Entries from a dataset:

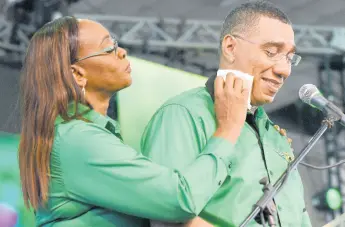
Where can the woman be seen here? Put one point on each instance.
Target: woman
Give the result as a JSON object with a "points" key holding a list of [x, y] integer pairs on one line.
{"points": [[75, 169]]}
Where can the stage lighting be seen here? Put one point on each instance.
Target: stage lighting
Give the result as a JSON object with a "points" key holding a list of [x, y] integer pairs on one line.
{"points": [[329, 199]]}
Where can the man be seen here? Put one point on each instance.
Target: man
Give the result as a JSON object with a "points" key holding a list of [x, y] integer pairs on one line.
{"points": [[256, 38]]}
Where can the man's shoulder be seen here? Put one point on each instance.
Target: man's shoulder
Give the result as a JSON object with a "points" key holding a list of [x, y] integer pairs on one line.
{"points": [[192, 99]]}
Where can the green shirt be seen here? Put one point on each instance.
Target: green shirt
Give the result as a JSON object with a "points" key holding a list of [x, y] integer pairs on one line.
{"points": [[97, 180], [180, 130]]}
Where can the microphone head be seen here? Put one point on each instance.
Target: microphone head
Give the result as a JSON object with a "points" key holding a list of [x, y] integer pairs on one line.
{"points": [[307, 91]]}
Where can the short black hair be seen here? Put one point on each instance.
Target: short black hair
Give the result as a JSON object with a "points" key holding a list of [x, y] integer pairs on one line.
{"points": [[245, 17]]}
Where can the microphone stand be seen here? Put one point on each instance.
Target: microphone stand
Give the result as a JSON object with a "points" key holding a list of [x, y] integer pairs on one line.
{"points": [[269, 190]]}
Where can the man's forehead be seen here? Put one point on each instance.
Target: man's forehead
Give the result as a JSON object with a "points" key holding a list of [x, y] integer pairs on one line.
{"points": [[275, 31]]}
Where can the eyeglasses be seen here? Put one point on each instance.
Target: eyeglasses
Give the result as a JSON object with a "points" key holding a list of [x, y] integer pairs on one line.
{"points": [[106, 50], [292, 58]]}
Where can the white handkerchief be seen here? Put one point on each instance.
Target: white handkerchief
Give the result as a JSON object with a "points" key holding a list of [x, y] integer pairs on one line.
{"points": [[244, 76]]}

WHAT THE TASK REQUIRES — Rewrite the entries from the line containing "Where can the man's shoulder" through the end of the entries, changing "green shirt" to "green jacket" and leaving everything else as it is.

FINISHED ANSWER —
Where can the man's shoulder be seen here? Put one point on each instance.
Target: man's shoulder
Give the result as a JSON object with a "points" key holding a list of [x, y] integer pairs on one line.
{"points": [[192, 99]]}
Where can the green jacket be seen here? Put one point on each instance.
Target: green jacket
Give the result as a JSON object with a "points" key holding a list of [x, y] integer pairs on one line.
{"points": [[97, 180], [180, 130]]}
Where can the microphone head be seen here? Put one point on each instance.
Target: microphone head
Give the result as a JSON object with a "points" key holding a list of [x, y] integer pairs on one line.
{"points": [[307, 91]]}
Where can the short black hair be seen here? Put one point on each instance.
Target: short black hair
Give the result as a JSON object with a "points" key holding a list of [x, y] integer pairs on one line.
{"points": [[245, 17]]}
Where can the microphone stand be seen here? Put one point on each instance.
Target: microphone stand
Give the result as a JSON object with a "points" key holding a list of [x, y] integer pairs on one line.
{"points": [[269, 190]]}
Where can the man's forehead be seen here? Put one point on each instance.
Target: man's forehead
Give the result as a JSON object with a "points" key holding a list of [x, y] integer pairs on one line.
{"points": [[275, 31]]}
Where can the eyeglasses be seen here? Put one point on each instance.
Target: eyeglasses
Give the result as a JSON object with a "points" key holding a list of [x, y] integer pairs on one line.
{"points": [[106, 50], [292, 58]]}
Where can the white handkerchief be seen here? Put one point on each instance.
Target: white handkerchief
Give the result as a JSON object with a "points" key holding a list of [x, y] integer pairs on one line.
{"points": [[244, 76]]}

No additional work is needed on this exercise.